* _Excerto do documento_:
O medo encerrou os parques infantis ao ar livre, castrando imbecilmente as crianças do direito de brincarem. As múltiplas proibições e obrigações, redefinidas hora-a-hora por catadupas de informações inúteis, incoerentes e contraditórias, são impostas pelas novas brigadas dos costumes sanitários, que despejam álcool-gel na inteligência dos cidadãos, enquanto o vírus comtempla o esplendor da desumanização que os humanos criaram.
A continuarmos assim, não me surpreenderá que eu ainda viva para lutar contra vacinações obrigatórias, impostas a sociedades sem vontade própria e alimentadas por sistemas de ensino meramente utilitários.Vivemos numa sociedade desorientada entre a histeria e o desleixo, perdida no meio de um amontoado de pequenas razões incoerentes, governada por gente que pouco se importa com os danos que o medo impõe. A epifania da liberdade de Abril vai-se diluindo no seio de uma sociedade autoritária, onde, graças ao medo, os cidadãos trocam liberdade por segurança aparente e aceitam que se combata o vírus de pau na mão.As regras opressoras, o controlo dos direitos individuais, a vigilância intrusiva e os abusos do Estado, consentidos por uma cidadania enfraquecida, vão-nos aproximando de novos autoritarismos, com aparência de democracia. Basta que atentemos em acontecimentos recentes:
– A PSP, diligente a responder à denúncia de um bufo anónimo, entrou na Faculdade de Arquitectura da Universidade de Lisboa, interrompeu uma aula e, à porta da sala escancarada para ventilação, multou um professor por, durante uma palestra de quatro horas e meia, ter retirado, por momentos, a máscara que usava.

* _As suas tarefas_:
a) Reescreva o trecho do texto sobre o medo que vai de "O medo encerrou" até "os humanos criaram.", trocando "parques infantis" por "recreios".
b) Segundo o texto sobre o medo, em que instituição entrou a PSP para multar um professor?
As entradas não são necessárias.

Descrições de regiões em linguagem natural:

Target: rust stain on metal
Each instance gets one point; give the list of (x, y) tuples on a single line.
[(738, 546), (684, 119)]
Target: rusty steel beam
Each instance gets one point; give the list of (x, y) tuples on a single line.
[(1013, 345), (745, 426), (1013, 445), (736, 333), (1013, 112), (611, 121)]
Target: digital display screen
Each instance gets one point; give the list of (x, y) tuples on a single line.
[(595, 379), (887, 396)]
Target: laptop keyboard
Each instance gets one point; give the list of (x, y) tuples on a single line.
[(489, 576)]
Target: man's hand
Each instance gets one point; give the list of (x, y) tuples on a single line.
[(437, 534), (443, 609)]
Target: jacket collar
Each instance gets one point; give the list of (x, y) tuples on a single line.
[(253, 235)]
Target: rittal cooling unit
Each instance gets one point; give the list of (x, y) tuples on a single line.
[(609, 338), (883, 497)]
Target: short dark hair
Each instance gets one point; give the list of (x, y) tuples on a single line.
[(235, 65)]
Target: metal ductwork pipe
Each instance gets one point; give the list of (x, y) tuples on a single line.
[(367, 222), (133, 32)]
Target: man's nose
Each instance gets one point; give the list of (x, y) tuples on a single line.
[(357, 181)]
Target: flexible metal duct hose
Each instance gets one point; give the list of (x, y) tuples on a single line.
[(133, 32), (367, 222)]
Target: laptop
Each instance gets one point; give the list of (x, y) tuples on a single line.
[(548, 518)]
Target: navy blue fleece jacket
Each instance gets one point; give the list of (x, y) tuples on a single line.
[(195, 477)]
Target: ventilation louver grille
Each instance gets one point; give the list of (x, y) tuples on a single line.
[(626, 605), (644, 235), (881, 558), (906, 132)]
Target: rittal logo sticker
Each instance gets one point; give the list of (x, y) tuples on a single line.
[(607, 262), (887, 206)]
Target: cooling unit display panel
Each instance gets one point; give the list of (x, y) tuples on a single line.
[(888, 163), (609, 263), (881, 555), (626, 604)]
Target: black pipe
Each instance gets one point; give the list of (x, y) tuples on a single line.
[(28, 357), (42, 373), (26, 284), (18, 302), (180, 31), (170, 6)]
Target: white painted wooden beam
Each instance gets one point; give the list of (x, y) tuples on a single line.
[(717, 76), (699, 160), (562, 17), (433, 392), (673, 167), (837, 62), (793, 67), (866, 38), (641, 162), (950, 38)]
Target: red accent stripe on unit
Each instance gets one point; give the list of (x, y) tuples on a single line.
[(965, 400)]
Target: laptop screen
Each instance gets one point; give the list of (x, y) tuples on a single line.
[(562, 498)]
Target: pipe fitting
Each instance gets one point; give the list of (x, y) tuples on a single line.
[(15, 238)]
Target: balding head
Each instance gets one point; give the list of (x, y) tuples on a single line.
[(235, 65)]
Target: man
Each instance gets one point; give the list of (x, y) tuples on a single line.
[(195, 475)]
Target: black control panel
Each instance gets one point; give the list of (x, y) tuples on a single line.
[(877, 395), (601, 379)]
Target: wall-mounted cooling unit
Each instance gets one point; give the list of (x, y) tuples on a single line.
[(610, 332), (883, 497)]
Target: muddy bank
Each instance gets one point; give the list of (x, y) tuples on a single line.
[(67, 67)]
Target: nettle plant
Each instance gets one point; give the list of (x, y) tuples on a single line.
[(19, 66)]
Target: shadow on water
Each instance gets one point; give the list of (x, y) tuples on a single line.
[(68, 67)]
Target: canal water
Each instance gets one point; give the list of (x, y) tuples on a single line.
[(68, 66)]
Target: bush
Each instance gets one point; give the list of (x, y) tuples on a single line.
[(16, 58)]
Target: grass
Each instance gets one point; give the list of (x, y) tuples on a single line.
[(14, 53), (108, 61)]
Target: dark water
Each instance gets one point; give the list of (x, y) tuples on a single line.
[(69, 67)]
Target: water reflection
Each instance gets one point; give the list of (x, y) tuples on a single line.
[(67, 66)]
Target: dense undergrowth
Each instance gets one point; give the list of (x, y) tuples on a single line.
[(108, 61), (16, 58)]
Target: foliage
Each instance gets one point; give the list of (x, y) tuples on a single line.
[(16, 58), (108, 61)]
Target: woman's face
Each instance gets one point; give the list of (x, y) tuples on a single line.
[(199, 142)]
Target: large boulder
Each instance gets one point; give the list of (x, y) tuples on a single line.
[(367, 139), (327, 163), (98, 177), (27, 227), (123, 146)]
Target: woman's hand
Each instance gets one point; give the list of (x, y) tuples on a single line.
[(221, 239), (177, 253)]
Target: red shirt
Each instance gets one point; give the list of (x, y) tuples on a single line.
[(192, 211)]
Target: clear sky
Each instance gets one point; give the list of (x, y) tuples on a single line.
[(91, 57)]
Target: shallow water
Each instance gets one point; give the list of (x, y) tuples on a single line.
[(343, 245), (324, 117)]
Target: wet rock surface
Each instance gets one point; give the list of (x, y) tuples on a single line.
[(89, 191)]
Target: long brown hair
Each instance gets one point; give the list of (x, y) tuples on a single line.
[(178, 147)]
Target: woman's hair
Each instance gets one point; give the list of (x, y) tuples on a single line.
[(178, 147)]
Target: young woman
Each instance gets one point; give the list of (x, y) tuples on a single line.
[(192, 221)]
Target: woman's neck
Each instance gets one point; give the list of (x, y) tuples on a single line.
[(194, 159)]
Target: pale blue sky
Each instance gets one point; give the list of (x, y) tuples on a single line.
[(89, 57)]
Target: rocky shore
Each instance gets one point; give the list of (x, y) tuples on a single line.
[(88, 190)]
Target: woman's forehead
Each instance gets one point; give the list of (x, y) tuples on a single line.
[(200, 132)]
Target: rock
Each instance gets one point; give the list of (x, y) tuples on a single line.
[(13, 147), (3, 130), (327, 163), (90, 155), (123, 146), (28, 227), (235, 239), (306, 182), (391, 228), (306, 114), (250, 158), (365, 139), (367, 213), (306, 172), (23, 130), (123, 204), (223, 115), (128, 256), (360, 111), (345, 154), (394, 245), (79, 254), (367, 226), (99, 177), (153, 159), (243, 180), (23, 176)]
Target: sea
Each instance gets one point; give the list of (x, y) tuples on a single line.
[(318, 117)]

* _Respostas por item_:
a)
O medo encerrou os recreios ao ar livre, castrando imbecilmente as crianças do direito de brincarem. As múltiplas proibições e obrigações, redefinidas hora-a-hora por catadupas de informações inúteis, incoerentes e contraditórias, são impostas pelas novas brigadas dos costumes sanitários, que despejam álcool-gel na inteligência dos cidadãos, enquanto o vírus comtempla o esplendor da desumanização que os humanos criaram.

b) Na Faculdade de Arquitectura da Universidade de Lisboa.